— Directions —
Repeat everything in the material exactly.

— Data in this exercise —
•••••
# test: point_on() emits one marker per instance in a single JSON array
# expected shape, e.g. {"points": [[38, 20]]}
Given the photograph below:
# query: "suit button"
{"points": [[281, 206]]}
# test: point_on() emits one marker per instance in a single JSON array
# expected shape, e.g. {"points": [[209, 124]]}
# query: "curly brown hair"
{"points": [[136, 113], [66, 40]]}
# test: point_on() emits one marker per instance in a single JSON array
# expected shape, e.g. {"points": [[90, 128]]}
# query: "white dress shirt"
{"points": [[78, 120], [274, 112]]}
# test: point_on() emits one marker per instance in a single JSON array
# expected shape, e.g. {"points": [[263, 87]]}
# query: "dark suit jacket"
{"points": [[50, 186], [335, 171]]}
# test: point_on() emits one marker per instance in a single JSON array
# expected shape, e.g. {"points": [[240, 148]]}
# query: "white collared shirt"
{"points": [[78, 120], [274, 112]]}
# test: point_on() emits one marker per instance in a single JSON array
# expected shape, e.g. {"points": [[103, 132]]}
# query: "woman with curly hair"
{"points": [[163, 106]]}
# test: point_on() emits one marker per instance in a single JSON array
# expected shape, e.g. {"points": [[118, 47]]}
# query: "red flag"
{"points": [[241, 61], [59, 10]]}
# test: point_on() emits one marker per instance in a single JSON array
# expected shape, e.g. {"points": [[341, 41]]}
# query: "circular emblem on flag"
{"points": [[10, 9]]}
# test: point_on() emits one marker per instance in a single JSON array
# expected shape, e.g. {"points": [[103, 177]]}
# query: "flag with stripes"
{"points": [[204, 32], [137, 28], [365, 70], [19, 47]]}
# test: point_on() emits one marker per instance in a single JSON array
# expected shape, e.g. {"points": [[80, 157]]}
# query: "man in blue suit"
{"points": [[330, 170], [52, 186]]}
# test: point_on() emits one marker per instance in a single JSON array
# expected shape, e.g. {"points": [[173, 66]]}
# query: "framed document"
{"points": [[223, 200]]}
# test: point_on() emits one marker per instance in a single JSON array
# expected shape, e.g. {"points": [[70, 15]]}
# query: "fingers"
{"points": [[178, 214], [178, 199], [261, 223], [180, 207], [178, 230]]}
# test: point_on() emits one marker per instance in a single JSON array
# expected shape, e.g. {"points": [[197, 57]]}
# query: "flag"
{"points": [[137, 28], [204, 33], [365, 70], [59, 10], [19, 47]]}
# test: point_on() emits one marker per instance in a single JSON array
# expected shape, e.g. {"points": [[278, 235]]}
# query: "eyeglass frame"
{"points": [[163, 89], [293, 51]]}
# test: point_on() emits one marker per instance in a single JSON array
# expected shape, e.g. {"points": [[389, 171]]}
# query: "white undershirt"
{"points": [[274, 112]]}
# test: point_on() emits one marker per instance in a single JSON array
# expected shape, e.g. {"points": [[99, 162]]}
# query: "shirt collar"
•••••
— Answer below —
# test: point_on() emits one marker per instance in a single JSON array
# expected shape, e.g. {"points": [[38, 20]]}
Given the photograph below:
# query: "suit button"
{"points": [[281, 206]]}
# test: point_on() emits one marker per instance in a single JSON array
# expected shape, e.g. {"points": [[209, 124]]}
# query: "curly brown hair"
{"points": [[136, 113], [66, 40]]}
# test: point_on() emits one marker per instance in a single JSON array
# expected shape, e.g. {"points": [[90, 128]]}
# query: "white dress shirt"
{"points": [[78, 120], [274, 112]]}
# test: point_on() emits one marker per instance in a single JSON array
# expected shape, e.g. {"points": [[263, 87]]}
# query: "dark suit jacket"
{"points": [[50, 186], [335, 171]]}
# test: point_on() emits one marker per instance in a single JSON array
# expected shape, e.g. {"points": [[240, 148]]}
# query: "white collared shirt"
{"points": [[78, 120], [274, 112]]}
# test: point_on() emits one marker per instance in a single JSON array
# expected shape, e.g. {"points": [[103, 132]]}
# query: "woman with curly hair"
{"points": [[163, 106]]}
# test: point_on() emits one marker per instance in a single JSON array
# expected shape, e.g. {"points": [[118, 47]]}
# query: "red flag"
{"points": [[241, 61], [59, 10]]}
# test: point_on() emits one marker per instance in a single JSON array
# expected shape, e.g. {"points": [[341, 41]]}
# query: "circular emblem on flag"
{"points": [[10, 9]]}
# test: point_on() emits one marker per instance in a single JSON array
# expected shape, e.g. {"points": [[103, 177]]}
# query: "flag with stripes"
{"points": [[204, 32], [137, 28], [365, 70], [19, 47]]}
# test: point_on() emits one marker per instance in a single JSON array
# expected shape, e.g. {"points": [[80, 157]]}
# query: "man in blue suit"
{"points": [[330, 170], [52, 186]]}
# test: point_on() emits one marker per instance in a single JSON array
# expected shape, e.g. {"points": [[173, 66]]}
# query: "framed document"
{"points": [[223, 200]]}
# test: point_on() emits one marker per instance in a single JSON array
# expected shape, e.g. {"points": [[70, 15]]}
# query: "fingers"
{"points": [[178, 214], [178, 199], [261, 223], [180, 207], [178, 230]]}
# test: point_on() emits one marker per instance in a single JSON array
# expected shape, e.g. {"points": [[197, 57]]}
# query: "flag"
{"points": [[137, 28], [204, 33], [365, 70], [59, 10], [19, 47]]}
# test: point_on() emits one marker per instance in a single JSON array
# expected shape, e.g. {"points": [[278, 235]]}
# query: "eyeglass frame"
{"points": [[163, 89], [293, 51]]}
# test: point_on() emits one marker per instance in a single JSON array
# expected shape, e.g. {"points": [[389, 171]]}
# query: "white undershirt"
{"points": [[274, 112]]}
# test: point_on() emits one marker per instance in a single JSON array
# expected shape, e.g. {"points": [[99, 162]]}
# query: "shirt collar"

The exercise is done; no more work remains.